DOCUMENT SECTION

________________________________________

On May 7, 2009, our U.K. subsidiary, executed an early settlement of its two cross-currency interest rate swaps hedging variable-rate borrowings. As a result, we discontinued prospectively hedge accounting on these cross-currency swaps. In accordance with the provisions of SFAS 133, we will continue to report the net gain or loss related to the discontinued cash flow hedge in other comprehensive income and will subsequently reclassify such amounts into earnings over the remaining original term of the derivative when the hedged forecasted transactions are recognized in earnings.
 
In December 2006, our Canadian subsidiary, National Money Mart Company, entered into cross-currency interest rate swaps with aggregate notional amounts of C$339.9 million that mature in October 2012. Under the terms of the swaps, National Money Mart Company pays Canadian dollars at a blended rate of 7.12% per annum and National Money Mart Company receives a rate of the three-month LIBOR plus 2.75% per annum on $295.0 million.

________________________________________

DATA SHOWN

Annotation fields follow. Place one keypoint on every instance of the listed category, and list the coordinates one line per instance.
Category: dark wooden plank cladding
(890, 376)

________________________________________

EXERCISE 1
In the swaps disclosure, rewrite the part starting at "On May 7, 2009, our" and ending at "recognized in earnings.", swapping "derivative" for "instrument".
EXERCISE 2
Translate this sentence from the swaps disclosure into Spanish: "As a result, we discontinued prospectively hedge accounting on these cross-currency swaps."
EXERCISE 3
Carry on writing the disclosure on the cross-currency swaps, picking up after its last sentence.

WRITTEN RESPONSE 1
On May 7, 2009, our U.K. subsidiary, executed an early settlement of its two cross-currency interest rate swaps hedging variable-rate borrowings. As a result, we discontinued prospectively hedge accounting on these cross-currency swaps. In accordance with the provisions of SFAS 133, we will continue to report the net gain or loss related to the discontinued cash flow hedge in other comprehensive income and will subsequently reclassify such amounts into earnings over the remaining original term of the instrument when the hedged forecasted transactions are recognized in earnings.

WRITTEN RESPONSE 2
Como consecuencia, suspendimos de forma prospectiva la contabilidad de coberturas de estos swaps de divisas.

WRITTEN RESPONSE 3
On a quarterly basis, the cross-currency interest rate swap agreements call for the exchange of 0.25% of the original notional amounts. Upon maturity, these cross-currency interest rate swap agreements call for the exchange of the remaining notional amounts. We have designated these derivative contracts as cash flow hedges for accounting purposes. We record foreign exchange re-measurement gains and losses related to the term loans and also record the changes in fair value of the cross-currency swaps each period in corporate expenses in our consolidated statements of operations. Because these derivatives are designated as cash flow hedges, we record the effective portion of the after-tax gain or loss in other comprehensive income, which is subsequently reclassified to earnings in the same period that the hedged transactions affect earnings. As of June 30, 2009, amounts related to cross-currency interest rate swaps amounted to an increase in stockholders’ equity of $20.7 million, net of tax. The aggregate fair market value of the cross-currency interest rate swaps at June 30, 2009 is a liability of $10.2 million and is included in fair value of derivatives on the balance sheet. During fiscal 2009, we recorded $45 thousand in earnings related to the ineffective portion of these cash flow hedges.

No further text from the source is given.